_ROWS_.
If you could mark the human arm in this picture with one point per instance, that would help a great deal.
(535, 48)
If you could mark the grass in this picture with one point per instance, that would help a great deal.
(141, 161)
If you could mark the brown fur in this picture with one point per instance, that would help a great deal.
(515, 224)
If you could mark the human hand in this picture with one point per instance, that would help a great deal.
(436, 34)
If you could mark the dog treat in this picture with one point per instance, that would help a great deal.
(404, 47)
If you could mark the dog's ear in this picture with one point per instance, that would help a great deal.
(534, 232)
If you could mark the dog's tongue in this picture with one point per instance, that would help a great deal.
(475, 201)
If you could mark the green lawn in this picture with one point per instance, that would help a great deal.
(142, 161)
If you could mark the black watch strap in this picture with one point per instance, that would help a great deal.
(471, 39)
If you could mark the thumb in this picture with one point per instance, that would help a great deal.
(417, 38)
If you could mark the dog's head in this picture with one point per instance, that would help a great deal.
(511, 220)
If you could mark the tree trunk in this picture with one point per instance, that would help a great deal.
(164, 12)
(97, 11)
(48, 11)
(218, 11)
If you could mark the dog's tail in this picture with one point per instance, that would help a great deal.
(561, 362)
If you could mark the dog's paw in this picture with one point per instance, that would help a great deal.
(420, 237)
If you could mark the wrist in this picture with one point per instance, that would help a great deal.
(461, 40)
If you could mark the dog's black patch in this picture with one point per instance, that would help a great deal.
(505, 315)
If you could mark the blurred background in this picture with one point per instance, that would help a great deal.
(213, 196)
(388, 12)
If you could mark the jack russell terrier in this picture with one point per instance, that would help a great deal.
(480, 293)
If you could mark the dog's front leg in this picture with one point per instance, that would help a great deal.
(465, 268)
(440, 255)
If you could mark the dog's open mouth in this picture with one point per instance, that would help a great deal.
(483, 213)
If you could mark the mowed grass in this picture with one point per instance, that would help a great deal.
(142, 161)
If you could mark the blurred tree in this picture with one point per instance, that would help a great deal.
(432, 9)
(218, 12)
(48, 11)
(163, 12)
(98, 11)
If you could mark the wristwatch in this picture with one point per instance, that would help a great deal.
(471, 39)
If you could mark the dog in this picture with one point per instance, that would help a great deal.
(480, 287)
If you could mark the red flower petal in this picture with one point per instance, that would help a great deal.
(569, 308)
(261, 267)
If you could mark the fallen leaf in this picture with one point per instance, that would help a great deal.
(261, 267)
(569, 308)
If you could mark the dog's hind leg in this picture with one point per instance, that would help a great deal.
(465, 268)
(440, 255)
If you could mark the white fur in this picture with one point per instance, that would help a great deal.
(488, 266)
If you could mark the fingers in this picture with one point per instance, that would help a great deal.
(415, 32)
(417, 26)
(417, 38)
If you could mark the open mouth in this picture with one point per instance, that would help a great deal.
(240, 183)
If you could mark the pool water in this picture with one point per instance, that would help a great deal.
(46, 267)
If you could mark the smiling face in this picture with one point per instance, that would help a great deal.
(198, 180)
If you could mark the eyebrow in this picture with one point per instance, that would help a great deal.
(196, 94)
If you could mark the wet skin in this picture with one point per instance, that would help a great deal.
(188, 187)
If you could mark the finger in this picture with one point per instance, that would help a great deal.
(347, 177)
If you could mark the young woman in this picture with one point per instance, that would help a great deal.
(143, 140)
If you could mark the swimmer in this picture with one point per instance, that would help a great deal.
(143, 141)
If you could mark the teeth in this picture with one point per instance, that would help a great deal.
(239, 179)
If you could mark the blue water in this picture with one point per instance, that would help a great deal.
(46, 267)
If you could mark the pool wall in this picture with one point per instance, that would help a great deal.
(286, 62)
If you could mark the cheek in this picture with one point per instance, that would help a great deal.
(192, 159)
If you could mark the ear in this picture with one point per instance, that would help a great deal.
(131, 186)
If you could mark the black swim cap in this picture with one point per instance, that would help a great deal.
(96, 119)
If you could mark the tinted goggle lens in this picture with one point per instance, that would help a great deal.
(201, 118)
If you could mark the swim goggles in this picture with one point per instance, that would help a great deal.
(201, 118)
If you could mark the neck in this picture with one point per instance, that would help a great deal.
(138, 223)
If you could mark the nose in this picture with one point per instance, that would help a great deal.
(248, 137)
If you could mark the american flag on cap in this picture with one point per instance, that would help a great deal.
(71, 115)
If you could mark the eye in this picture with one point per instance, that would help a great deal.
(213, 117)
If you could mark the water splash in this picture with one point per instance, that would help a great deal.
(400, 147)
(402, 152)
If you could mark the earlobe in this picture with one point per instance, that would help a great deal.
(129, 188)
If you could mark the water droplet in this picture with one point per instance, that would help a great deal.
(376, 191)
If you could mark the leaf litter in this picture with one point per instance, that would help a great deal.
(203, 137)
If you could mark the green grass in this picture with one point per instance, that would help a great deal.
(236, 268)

_WHAT THIS TASK INVOLVES_.
Rewrite all the records above, swapping each "help a great deal" for "be very helpful" and keeping every other word the same.

_WORKED SOLUTION_.
If you could mark the human arm in this picture with one point per instance, that would be very helpful.
(535, 48)
If you could mark the grass in this picture with one point per instance, that would be very helpful.
(141, 161)
If you could mark the brown fur in this picture with one point per instance, that would be very helpful.
(515, 224)
If you could mark the human hand in this picture with one point per instance, that would be very helpful.
(436, 34)
If you could mark the dog treat in this picture with one point per instance, that would be very helpful.
(404, 47)
If you could mark the dog's ear in this picture with one point per instance, that would be very helpful.
(534, 232)
If you could mark the dog's tongue in this picture with one point per instance, that would be very helpful.
(475, 201)
If you could mark the green lawn in this picture with one point per instance, that would be very helpful.
(142, 161)
If you could mark the black watch strap in this picture with one point per instance, that would be very helpful.
(471, 39)
If you could mark the thumb in this picture with one point per instance, that would be very helpful.
(417, 38)
If you could mark the dog's head in this picture with one point per instance, that would be very helpful.
(511, 220)
If you could mark the tree trunk in this picture with one point per instance, that would be very helpful.
(164, 12)
(97, 11)
(48, 11)
(218, 11)
If you could mark the dog's tail in this picture with one point per instance, that would be very helpful.
(561, 362)
If you could mark the dog's paw in this picture with one point per instance, that would be very helpful.
(420, 237)
If you could mark the wrist in this picture with one point per instance, that would be very helpful.
(461, 40)
If you could mark the dog's black patch in this picture with one point per instance, that would be very helpful.
(505, 315)
If you could mark the blurred background in this picture with one point per instance, that would be very helpful.
(213, 196)
(388, 12)
If you could mark the jack russell terrier in this picture with one point per instance, that would be very helpful.
(480, 293)
If you could mark the dog's front leg in this picture with one point per instance, that would be very helpful.
(465, 268)
(440, 255)
If you could mark the dog's open mouth in this picture with one point per instance, that would be very helpful.
(483, 213)
If you could mark the mowed grass in this picture with one point per instance, that would be very helpful.
(142, 161)
If you could mark the blurred tree in this picture with one point per instance, that would be very helpful.
(432, 9)
(218, 12)
(48, 11)
(163, 12)
(98, 11)
If you could mark the wristwatch in this picture with one point per instance, that would be very helpful.
(471, 39)
If you could mark the dog in this picture with one point per instance, that would be very helpful.
(480, 287)
If you could mark the red flower petal in this picture with one point per instance, that would be very helpful.
(569, 308)
(261, 267)
If you could mark the fallen leaf in this picture with one point per instance, that would be very helpful.
(261, 267)
(569, 308)
If you could mark the dog's hind leg in this picture with one point per instance, that would be very helpful.
(465, 268)
(440, 255)
If you could mark the white fur in this picture with one point per instance, that would be very helpful.
(488, 266)
If you could mark the fingers in this picture with one point per instance, that would be very helpful.
(415, 32)
(417, 26)
(417, 38)
If you could mark the open mouth in this picture with one point per instance, that would be very helpful.
(240, 183)
If you could mark the pool water in this picture with one point per instance, that would be very helpful.
(46, 267)
If you could mark the smiling face in this picture with one point per instance, that would be very helpful.
(198, 180)
If you could mark the eyebrow in this picture with one point per instance, that would be very helpful.
(196, 94)
If you could mark the wet skin in this picture with one point per instance, that would be very helpful.
(188, 187)
If you could mark the finger in this picture with one point per instance, that would be very helpful.
(347, 177)
If you could mark the young woman in this picture with one point per instance, that would be very helpful.
(143, 140)
If you could mark the swimmer in this picture with one point per instance, that would be very helpful.
(143, 141)
If you could mark the teeth in this picture with one point per instance, that would be very helpful.
(239, 179)
If you could mark the blue water in this picture with one point per instance, that would be very helpful.
(46, 267)
If you could mark the pool wall in this picture with one point per instance, that would be very helpful.
(286, 62)
If you could mark the cheek in this picture with one point per instance, that would be very helpful.
(192, 159)
If you could mark the ear in this picture with one point per instance, that would be very helpful.
(131, 186)
If you could mark the black swim cap in this picture with one point per instance, that would be very helpful.
(96, 119)
If you could mark the tinted goggle lens in this picture with one point per instance, that would be very helpful.
(201, 118)
If you could mark the swim goggles in this picture with one point per instance, that would be very helpful.
(201, 118)
If you could mark the neck in this picture with one point per instance, that would be very helpful.
(138, 223)
If you could mark the nose in this picture with one point per instance, that would be very helpful.
(248, 137)
If you could mark the american flag on cap in this picture with one point per instance, that would be very helpful.
(71, 115)
If you could mark the eye in this picture with one point per instance, that would be very helpful.
(213, 117)
If you could mark the water splash in this picture with one point per instance, that would be very helpful.
(400, 147)
(402, 152)
If you could mark the earlobe in this picture with one point per instance, that would be very helpful.
(129, 188)
If you could mark the water droplet in this picture with one point per instance, that would be very helpful.
(376, 191)
If you could mark the leaf litter in this picture with one point per instance, that would be very helpful.
(203, 137)
If you could mark the green grass in this picture with one point per instance, that would be very helpful.
(236, 268)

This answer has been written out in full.